- _Listed entries_:
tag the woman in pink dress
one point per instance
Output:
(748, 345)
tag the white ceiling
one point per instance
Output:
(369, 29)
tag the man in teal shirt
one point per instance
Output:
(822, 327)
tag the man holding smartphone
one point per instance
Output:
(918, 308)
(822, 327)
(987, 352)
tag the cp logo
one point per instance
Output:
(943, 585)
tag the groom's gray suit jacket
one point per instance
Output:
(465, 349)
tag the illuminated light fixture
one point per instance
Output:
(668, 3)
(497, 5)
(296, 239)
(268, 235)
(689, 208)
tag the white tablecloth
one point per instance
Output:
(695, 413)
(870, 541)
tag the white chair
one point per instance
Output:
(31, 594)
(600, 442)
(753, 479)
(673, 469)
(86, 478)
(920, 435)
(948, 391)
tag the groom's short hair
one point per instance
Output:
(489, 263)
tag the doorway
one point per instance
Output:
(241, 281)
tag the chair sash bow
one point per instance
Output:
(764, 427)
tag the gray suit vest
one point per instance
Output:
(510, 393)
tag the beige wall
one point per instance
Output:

- _Task prompt_:
Start to finish, copy the material out exactly.

- _The answer_:
tag the woman in pink dress
one point per instance
Output:
(748, 345)
tag the white ceiling
one point per instance
Output:
(369, 29)
tag the man in teal shirt
one point per instance
Output:
(822, 327)
tag the man holding smartphone
one point per instance
Output:
(918, 308)
(822, 327)
(987, 352)
tag the cp logo
one point per instance
Output:
(943, 585)
tag the groom's gray suit jacket
one point per instance
Output:
(465, 349)
tag the illuminated light fixture
one point per instance
Output:
(668, 3)
(497, 5)
(296, 239)
(268, 235)
(689, 208)
tag the white tablecloth
one point per instance
Output:
(695, 413)
(870, 541)
tag the white chair
one point per instance
Output:
(31, 594)
(600, 442)
(753, 479)
(673, 469)
(86, 478)
(920, 435)
(948, 391)
tag the groom's short hair
one point per instance
Output:
(489, 263)
tag the doorway
one point per instance
Output:
(241, 281)
tag the chair sash bow
one point per instance
Output:
(764, 427)
tag the gray suit vest
one point per instance
Output:
(510, 393)
tag the beige wall
one point per instance
Output:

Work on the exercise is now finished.